Extract
=== Section Start ===

Stoke City still struggling under Nathan Jones: Where has it all gone wrong?
Stoke City are in the Championship relegation zone and still looking for their first win. Adam Bate examines the club’s ongoing problems
Away trips don’t come much more pleasant than Brentford and not just because of the old line about there being a pub on every corner of the ground. The Bees are leaving Griffin Park soon, so there is a sentimental reason to make the trip. Not that sentiment was at the forefront of Stoke supporters’ minds as their side struggled again on Saturday.
At least this grim goalless draw came with a point attached. It might have been three had Peter Etebo been more clinical in front of goal. In ordinary times, a stalemate at Brentford would offer little encouragement but these are not ordinary times. The result doubled Stoke’s points tally for the season. These fans, who also saw their side lose to League Two Crawley on penalties in the Carabao Cup on Tuesday night, have had to learn to take what they can get.

=== Section End ===

(Stored data entries)
=== Section Start ===

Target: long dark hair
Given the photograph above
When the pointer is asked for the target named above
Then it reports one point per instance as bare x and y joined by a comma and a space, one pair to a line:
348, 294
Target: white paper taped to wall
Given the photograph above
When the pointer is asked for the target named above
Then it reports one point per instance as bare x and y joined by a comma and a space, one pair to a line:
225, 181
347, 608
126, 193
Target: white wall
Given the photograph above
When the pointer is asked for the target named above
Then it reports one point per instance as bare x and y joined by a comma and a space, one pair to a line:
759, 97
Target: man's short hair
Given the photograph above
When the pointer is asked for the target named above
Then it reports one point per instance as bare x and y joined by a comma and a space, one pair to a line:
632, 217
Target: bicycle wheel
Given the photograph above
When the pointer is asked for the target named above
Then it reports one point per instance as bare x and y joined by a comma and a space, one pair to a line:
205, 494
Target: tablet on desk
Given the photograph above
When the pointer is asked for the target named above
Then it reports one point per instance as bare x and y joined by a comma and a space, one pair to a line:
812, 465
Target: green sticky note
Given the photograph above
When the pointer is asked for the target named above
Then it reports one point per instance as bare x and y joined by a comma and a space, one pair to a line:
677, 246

=== Section End ===
=== Section Start ===

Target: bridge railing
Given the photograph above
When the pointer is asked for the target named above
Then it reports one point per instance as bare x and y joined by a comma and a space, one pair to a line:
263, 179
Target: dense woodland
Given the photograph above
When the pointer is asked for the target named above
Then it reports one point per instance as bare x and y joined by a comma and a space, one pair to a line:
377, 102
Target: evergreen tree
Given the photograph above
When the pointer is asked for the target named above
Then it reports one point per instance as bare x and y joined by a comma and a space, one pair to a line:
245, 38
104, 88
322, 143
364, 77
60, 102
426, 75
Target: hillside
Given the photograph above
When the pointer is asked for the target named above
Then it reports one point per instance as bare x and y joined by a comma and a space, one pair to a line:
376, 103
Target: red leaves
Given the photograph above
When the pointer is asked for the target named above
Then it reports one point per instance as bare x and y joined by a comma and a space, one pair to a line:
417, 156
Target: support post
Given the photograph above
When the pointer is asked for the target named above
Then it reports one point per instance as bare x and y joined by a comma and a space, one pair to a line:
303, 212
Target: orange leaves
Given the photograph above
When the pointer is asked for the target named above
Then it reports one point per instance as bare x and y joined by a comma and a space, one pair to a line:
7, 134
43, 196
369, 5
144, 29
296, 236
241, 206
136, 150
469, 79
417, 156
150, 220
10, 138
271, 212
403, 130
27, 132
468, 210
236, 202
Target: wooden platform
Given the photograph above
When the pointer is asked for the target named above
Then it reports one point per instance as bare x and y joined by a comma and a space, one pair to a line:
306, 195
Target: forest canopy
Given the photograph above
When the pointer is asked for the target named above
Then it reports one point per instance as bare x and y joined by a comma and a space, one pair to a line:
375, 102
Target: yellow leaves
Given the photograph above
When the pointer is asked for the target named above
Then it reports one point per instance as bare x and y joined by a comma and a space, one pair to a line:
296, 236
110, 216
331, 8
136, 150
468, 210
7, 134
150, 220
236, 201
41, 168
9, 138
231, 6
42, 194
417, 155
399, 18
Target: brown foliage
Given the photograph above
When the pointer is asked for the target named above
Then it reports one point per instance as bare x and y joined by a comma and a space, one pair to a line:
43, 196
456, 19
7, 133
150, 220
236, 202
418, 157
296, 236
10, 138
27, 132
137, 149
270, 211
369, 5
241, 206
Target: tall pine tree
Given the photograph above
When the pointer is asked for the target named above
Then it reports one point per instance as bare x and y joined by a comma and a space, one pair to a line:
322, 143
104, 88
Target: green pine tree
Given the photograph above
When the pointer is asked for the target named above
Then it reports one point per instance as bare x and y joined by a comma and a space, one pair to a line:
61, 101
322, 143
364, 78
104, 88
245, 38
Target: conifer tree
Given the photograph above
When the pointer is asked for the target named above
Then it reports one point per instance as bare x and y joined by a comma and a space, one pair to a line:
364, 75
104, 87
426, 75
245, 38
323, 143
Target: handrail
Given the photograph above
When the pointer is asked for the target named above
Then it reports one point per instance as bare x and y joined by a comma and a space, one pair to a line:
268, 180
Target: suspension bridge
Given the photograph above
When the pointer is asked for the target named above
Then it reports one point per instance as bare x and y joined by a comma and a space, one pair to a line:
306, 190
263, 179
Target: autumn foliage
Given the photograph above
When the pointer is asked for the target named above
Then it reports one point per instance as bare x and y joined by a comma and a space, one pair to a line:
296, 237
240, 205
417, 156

=== Section End ===

Instructions
1 – According to the article, which club beat Stoke on penalties in the Carabao Cup on Tuesday night?
2 – Say whether each statement agrees with the article, answering yes or no and quoting the words that decide it: (a) Stoke are in the Championship relegation zone. (b) Stoke won their match at Brentford on Saturday. (c) The result at Brentford tripled Stoke's points tally for the season.
3 – Extract the passage of the article between "At least this" and "they can get.", inclusive.

Task-by-task outputs
1 – League Two Crawley.

2 –
(a) Yes: "Stoke City are in the Championship relegation zone"
(b) No: "this grim goalless draw"
(c) No: "The result doubled Stoke’s points tally for the season."

3 –
At least this grim goalless draw came with a point attached. It might have been three had Peter Etebo been more clinical in front of goal. In ordinary times, a stalemate at Brentford would offer little encouragement but these are not ordinary times. The result doubled Stoke’s points tally for the season. These fans, who also saw their side lose to League Two Crawley on penalties in the Carabao Cup on Tuesday night, have had to learn to take what they can get.